#### [TEXT SHOWN]
start

Debug this problem using techniques from Generic cluster unavailable .

Timed out waiting for the condition on clusters/

Failed to create cluster {"error": "error waiting for workload cluster control plane to be ready: error executing wait: error: timed out waiting for the condition on clusters/test-cluster\n"}

This can be an issue with the number of control plane and worker node replicas defined in your cluster yaml file. Try to start off with a smaller number (3 or 5 is recommended for control plane) in order to bring up the cluster.

This error can also occur because your vCenter server is using self-signed certificates and you have insecure set to true in the generated cluster yaml. To check if this is the case, run the commands below:

export KUBECONFIG=${PWD}/${CLUSTER_NAME}/generated/${CLUSTER_NAME}.kind.kubeconfig
kubectl get machines

If all the machines are in Provisioning phase, this is most likely the issue. To resolve the issue, set insecure to false and thumbprint to the TLS thumbprint of your vCenter server in the cluster yaml and try again.

"msg"="discovered IP address"

The aforementioned log message can also appear with an address value of the control plane in either of the ${CLUSTER_NAME}/logs/capv-controller-manager.log file or the capv-controller-manager pod log which can be extracted with the following command,

export KUBECONFIG=${PWD}/${CLUSTER_NAME}/generated/${CLUSTER_NAME}.kind.kubeconfig
kubectl logs -f -n capv-system -l control-plane="controller-manager" -c manager

Make sure you are choosing an ip in your network range that does not conflict with other VMs. https://anywhere.eks.amazonaws.com/docs/reference/clusterspec/vsphere/#controlplaneconfigurationendpointhost-required

Generic cluster unavailable

The first thing to look at is: were virtual machines created on your target provider? In the case of vSphere, you should see some VMs in your folder and they should be up. Check the console and if you see:

[FAILED] Failed to start Wait for Network to be Configured.

Make sure your DHCP server is up and working.

Workload VM is created on vSphere but can not power on

A similar issue is the VM does power on but does not show any logs on the console and does not have any IPs assigned.

This issue can occur if the resourcePool that the VM uses does not have enough CPU or memory resources to run a VM. To resolve this issue, increase the CPU and/or memory reservations or limits for the resourcePool.

Workload VMs start but Kubernetes not working properly

If the workload VMs start, but Kubernetes does not start or is not working properly, you may want to log onto the VMs and check the logs there. If Kubernetes is at least partially working, you may use kubectl to get the IPs of the nodes:

kubectl get nodes -o=custom-columns="NAME:.metadata.name,IP:.status.addresses[2].address"

end

#### [WHAT TO WORK ON]
#1 In the troubleshooting text, how many control plane replicas are recommended to start with?
#2 Retype the troubleshooting text word for word, beginning at the words "Make sure your" and stopping after "for the resourcePool.".

#### [ITEMS]
start

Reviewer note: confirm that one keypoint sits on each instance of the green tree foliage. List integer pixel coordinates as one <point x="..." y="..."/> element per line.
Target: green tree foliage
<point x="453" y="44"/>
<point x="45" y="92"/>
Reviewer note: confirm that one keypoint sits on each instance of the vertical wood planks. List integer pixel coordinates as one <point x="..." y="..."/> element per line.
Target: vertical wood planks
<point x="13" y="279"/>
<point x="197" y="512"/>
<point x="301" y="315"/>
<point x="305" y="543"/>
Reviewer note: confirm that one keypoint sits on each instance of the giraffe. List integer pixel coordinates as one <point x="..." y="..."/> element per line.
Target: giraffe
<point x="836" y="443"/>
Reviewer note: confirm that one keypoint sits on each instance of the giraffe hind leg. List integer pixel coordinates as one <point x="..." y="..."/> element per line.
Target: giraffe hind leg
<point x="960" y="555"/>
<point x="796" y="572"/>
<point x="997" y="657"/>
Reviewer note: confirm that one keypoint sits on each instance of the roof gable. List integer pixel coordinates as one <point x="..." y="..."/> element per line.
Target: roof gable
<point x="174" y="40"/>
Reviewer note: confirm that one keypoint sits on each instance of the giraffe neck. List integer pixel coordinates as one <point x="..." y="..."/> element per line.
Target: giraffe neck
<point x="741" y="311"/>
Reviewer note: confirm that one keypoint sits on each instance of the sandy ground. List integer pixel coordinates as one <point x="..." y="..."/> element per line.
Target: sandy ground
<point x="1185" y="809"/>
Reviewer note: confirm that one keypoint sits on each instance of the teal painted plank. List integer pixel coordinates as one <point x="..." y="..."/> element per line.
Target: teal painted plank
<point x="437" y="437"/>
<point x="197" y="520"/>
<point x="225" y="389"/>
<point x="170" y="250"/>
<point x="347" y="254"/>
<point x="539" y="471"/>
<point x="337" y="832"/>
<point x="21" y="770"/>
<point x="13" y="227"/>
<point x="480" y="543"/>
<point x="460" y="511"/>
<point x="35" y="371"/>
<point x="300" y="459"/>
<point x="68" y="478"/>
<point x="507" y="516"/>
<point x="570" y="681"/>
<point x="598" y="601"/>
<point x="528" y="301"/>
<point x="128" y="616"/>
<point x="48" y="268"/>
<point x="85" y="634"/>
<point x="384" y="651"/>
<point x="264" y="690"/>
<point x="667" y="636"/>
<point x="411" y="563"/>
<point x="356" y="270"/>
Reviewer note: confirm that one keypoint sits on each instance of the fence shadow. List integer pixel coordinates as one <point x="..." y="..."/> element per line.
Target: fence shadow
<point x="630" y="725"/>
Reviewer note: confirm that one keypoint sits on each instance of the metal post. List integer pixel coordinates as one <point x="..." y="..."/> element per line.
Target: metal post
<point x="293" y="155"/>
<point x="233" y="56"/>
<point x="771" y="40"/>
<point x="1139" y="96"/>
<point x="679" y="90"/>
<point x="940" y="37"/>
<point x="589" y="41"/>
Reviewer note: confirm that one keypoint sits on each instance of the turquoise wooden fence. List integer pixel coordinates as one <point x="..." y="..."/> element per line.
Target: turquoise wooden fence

end

#### [ANSWERS BY TASK]
#1 3 or 5.

#2
Make sure your DHCP server is up and working.

Workload VM is created on vSphere but can not power on

A similar issue is the VM does power on but does not show any logs on the console and does not have any IPs assigned.

This issue can occur if the resourcePool that the VM uses does not have enough CPU or memory resources to run a VM. To resolve this issue, increase the CPU and/or memory reservations or limits for the resourcePool.